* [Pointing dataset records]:

☆ ☆ ☆ ☆

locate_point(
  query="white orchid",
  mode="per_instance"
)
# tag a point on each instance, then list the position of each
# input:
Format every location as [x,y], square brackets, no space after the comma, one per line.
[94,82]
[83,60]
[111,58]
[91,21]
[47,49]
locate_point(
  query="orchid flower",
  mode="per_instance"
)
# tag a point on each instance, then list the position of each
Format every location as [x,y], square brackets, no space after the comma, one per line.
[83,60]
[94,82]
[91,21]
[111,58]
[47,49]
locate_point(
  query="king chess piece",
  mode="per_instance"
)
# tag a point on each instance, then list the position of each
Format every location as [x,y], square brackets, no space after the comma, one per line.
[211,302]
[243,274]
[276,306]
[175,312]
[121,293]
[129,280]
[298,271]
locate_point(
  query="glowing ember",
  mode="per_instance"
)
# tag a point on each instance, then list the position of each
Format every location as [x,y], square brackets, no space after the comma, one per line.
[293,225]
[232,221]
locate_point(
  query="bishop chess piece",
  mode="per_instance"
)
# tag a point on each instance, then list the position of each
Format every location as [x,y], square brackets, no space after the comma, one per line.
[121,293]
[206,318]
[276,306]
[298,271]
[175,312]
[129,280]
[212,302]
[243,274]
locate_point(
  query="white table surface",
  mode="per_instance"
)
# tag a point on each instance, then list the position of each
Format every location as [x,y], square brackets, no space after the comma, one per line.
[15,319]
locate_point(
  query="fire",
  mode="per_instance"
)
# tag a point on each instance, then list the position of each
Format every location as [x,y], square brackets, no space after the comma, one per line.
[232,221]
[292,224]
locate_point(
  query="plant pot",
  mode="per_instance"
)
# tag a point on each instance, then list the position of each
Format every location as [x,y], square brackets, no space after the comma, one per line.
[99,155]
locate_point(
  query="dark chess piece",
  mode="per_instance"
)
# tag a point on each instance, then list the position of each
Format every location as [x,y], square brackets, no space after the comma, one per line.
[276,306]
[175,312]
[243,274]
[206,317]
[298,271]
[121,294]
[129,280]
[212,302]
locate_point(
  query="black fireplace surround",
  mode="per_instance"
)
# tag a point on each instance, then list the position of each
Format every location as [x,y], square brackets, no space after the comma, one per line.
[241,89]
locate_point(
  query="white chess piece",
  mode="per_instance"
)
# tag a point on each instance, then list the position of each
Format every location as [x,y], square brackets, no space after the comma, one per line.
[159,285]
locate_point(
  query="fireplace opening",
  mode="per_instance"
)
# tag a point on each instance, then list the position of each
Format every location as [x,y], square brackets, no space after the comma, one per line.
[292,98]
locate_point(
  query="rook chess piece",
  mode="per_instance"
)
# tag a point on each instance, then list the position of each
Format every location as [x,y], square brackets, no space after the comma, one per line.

☆ ☆ ☆ ☆

* [EXERCISE GOAL]: Every record should be repeated exactly; please leave none out.

* [SOLUTION FOR THIS EXERCISE]:
locate_point(
  query="white orchid",
  mode="per_instance"
)
# tag a point on each instance, then list the position of each
# input:
Format every location as [x,y], square brackets, no space after the comma, one per line.
[94,82]
[83,60]
[111,58]
[91,21]
[47,49]
locate_point(
  query="orchid flower",
  mode="per_instance"
)
# tag a point on each instance, then list the position of each
Format every location as [x,y], square brackets, no space after the comma, one per line.
[83,60]
[94,82]
[91,21]
[111,58]
[47,49]
locate_point(
  query="king chess piece",
  mode="per_instance"
)
# tag a point on each instance, then list the position of each
Format every location as [x,y], square brackets, no space after the comma, one per line.
[211,302]
[243,274]
[276,306]
[175,312]
[121,293]
[129,280]
[298,271]
locate_point(
  query="glowing ember",
  mode="per_instance"
)
# tag a point on each instance, then list the position of each
Format every location as [x,y], square brackets, no space after the comma, one per line.
[293,225]
[232,221]
locate_point(
  query="bishop chess piece",
  mode="per_instance"
)
# tag a point on each instance, then list the position of each
Format every location as [x,y], square brackets, no space after the comma, one per line.
[121,293]
[206,318]
[276,306]
[298,271]
[175,312]
[129,280]
[212,302]
[243,274]
locate_point(
  query="white table surface",
  mode="per_instance"
)
# tag a point on each instance, then list the position of each
Format every location as [x,y], square brackets, no space after the comma, one per line.
[15,319]
locate_point(
  query="fire",
  mode="per_instance"
)
# tag a point on each instance, then list the position of each
Format every location as [x,y], square brackets, no space after the comma, one per line.
[232,221]
[292,224]
locate_point(
  query="plant pot",
  mode="per_instance"
)
# tag a point on each instance, then list the position of each
Format every location as [x,y], square brackets, no space after the comma, one per line.
[99,155]
locate_point(
  query="dark chess piece",
  mode="per_instance"
)
# tag a point on each instance, then list the position of each
Format every location as [x,y], square brackets, no space after the comma, one per line.
[276,306]
[175,312]
[243,274]
[206,317]
[298,271]
[121,294]
[129,280]
[212,302]
locate_point(
  query="black fireplace surround",
  mode="per_instance"
)
# tag a point on each instance, then list the position of each
Format every location as [x,y], square brackets, no space after the comma, one per line.
[241,89]
locate_point(
  query="white chess piece",
  mode="per_instance"
)
# tag a point on each instance, then list the position of each
Format every location as [x,y], square brackets, no space after the comma, one per line.
[159,285]
locate_point(
  query="fireplace opening",
  mode="per_instance"
)
# tag a point on each instance, then list the position of each
Format every location as [x,y], square brackets, no space after the comma, one per line.
[292,98]
locate_point(
  query="rook chess piece",
  mode="per_instance"
)
# tag a point on each instance, then list the position of each
Format every location as [x,y], square brackets, no space after the comma, one per line.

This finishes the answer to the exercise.